AIM OF THE EXERCISE:
Report the count, and only the count, of lines in the records that include the word "glass".

RECORDS TO PROCESS:
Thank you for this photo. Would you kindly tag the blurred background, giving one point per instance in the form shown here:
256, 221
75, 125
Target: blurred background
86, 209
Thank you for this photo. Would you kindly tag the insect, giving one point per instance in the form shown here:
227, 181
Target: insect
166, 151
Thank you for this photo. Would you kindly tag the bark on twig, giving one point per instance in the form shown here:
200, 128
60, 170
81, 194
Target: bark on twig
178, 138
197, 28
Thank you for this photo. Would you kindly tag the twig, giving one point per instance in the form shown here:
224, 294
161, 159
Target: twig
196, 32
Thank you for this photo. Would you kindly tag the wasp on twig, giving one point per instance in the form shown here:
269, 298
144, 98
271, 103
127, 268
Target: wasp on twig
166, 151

--

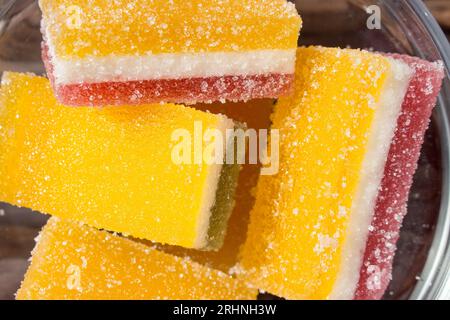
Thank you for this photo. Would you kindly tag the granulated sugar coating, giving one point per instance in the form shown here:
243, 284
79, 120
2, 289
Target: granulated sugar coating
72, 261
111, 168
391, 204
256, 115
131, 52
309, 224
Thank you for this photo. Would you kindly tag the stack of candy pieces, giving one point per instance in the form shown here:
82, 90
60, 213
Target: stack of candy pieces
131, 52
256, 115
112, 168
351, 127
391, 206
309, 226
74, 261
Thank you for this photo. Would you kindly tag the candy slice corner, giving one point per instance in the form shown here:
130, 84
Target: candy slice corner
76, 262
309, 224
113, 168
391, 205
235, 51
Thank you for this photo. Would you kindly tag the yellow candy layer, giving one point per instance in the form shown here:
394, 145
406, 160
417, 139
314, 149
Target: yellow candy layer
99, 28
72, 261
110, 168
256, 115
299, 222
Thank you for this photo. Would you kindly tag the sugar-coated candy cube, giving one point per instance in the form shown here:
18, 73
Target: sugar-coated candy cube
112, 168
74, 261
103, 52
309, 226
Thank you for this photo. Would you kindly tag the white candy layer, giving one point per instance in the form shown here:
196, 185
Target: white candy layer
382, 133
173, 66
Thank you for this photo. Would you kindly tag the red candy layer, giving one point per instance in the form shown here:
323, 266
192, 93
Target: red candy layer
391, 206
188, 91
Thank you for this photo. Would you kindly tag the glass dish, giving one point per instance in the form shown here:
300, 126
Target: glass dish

EXERCISE RESULT:
2